El filósofo Braudel nos introdujo a la larga duración de cuando se trata de estudiar hechos históricos lejos de la premura, las perturbaciones y el nerviosismo del evento analizado. De la misma manera, otras disciplinas científicas obedecen a lógicas temporales que no empaten, generalmente, con las fuentes de la razón social inmediata y su corolario: El discurso dinámico sobre el interés colectivo.
La incapacidad de la ciencia de coincidir con el tiempo de los medios y las demás interfaces sociales encuentra sus lógicas en el marco de los métodos y procesos que gobiernen a la creación del conocimiento científico. En efecto, la institución universitaria, como la conocemos hoy día, encuentra sus orígenes en el siglo XII y a partir de ahí, no ha parado la reflexión contradictoria para perfeccionar el método científico que acompañó a la épica contribución de la liberación progresiva de la humanidad.
Independientemente de si unos se permiten disertar durante horas sobre migración, sin leer ni siquiera un párrafo especializado, y otros, aconsejen dejar tratamientos médicos comprobados, basándose en experiencias personales, el método científico sigue siendo el único que ofrece soluciones universales. Este último queda también con la larga duración, cuando la única referencia son los tíos y amigos más cercanos, ahí sale sobrando frente a una dinámica histórica elocuente sobre las conquistas de la ciencia.

-- SU TAREA --
Transcriba íntegramente el texto sobre la larga duración y el método científico, sin cambiar ninguna palabra ni signo.

-- DATOS PARA REVISIÓN --
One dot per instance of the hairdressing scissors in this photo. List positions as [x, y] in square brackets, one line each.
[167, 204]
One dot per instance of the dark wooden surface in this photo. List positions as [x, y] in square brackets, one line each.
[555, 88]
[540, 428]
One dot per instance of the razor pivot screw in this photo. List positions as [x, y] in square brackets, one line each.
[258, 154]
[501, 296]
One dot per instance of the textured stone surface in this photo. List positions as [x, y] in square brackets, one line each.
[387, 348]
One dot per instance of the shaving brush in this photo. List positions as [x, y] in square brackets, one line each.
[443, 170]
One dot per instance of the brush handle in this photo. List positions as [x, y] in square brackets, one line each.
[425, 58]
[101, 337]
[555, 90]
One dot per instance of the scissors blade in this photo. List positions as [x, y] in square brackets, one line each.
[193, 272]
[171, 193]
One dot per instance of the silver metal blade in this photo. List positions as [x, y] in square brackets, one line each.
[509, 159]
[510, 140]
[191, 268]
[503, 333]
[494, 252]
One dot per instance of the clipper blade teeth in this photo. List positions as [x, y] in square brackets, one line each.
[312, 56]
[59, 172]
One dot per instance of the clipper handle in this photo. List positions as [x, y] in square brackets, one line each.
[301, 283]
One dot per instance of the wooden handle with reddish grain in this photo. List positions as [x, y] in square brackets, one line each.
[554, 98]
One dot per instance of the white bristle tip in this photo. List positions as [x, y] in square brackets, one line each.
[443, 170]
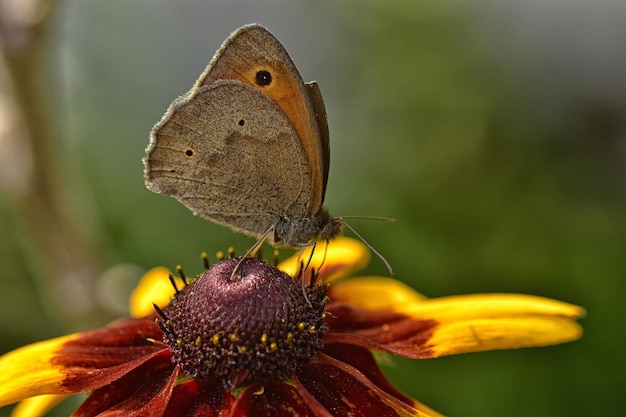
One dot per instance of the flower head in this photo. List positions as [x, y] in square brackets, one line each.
[245, 338]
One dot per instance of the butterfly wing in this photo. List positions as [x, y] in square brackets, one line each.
[252, 50]
[230, 154]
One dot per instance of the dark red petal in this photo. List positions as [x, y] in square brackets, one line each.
[383, 330]
[143, 392]
[346, 392]
[199, 399]
[101, 356]
[271, 399]
[361, 359]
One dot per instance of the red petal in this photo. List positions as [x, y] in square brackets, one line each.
[98, 357]
[346, 392]
[143, 392]
[361, 359]
[271, 399]
[199, 399]
[383, 330]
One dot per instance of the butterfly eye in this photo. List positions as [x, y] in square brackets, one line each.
[263, 78]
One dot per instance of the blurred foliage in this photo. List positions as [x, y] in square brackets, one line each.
[494, 132]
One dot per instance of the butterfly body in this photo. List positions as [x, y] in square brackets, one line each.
[247, 147]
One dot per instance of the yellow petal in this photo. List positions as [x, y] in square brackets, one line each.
[494, 334]
[374, 293]
[27, 371]
[343, 256]
[37, 406]
[483, 322]
[154, 287]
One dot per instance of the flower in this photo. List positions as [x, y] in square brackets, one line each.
[284, 347]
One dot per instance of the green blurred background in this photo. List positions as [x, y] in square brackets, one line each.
[494, 132]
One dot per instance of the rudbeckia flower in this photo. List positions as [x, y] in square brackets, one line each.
[247, 339]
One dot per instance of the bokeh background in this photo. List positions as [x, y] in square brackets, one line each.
[493, 131]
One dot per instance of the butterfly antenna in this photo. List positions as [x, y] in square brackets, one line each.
[382, 258]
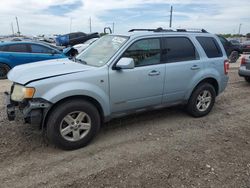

-- RESPUESTA AL EJERCICIO --
El filósofo Braudel nos introdujo a la larga duración de cuando se trata de estudiar hechos históricos lejos de la premura, las perturbaciones y el nerviosismo del evento analizado. De la misma manera, otras disciplinas científicas obedecen a lógicas temporales que no empaten, generalmente, con las fuentes de la razón social inmediata y su corolario: El discurso dinámico sobre el interés colectivo.
La incapacidad de la ciencia de coincidir con el tiempo de los medios y las demás interfaces sociales encuentra sus lógicas en el marco de los métodos y procesos que gobiernen a la creación del conocimiento científico. En efecto, la institución universitaria, como la conocemos hoy día, encuentra sus orígenes en el siglo XII y a partir de ahí, no ha parado la reflexión contradictoria para perfeccionar el método científico que acompañó a la épica contribución de la liberación progresiva de la humanidad.
Independientemente de si unos se permiten disertar durante horas sobre migración, sin leer ni siquiera un párrafo especializado, y otros, aconsejen dejar tratamientos médicos comprobados, basándose en experiencias personales, el método científico sigue siendo el único que ofrece soluciones universales. Este último queda también con la larga duración, cuando la única referencia son los tíos y amigos más cercanos, ahí sale sobrando frente a una dinámica histórica elocuente sobre las conquistas de la ciencia.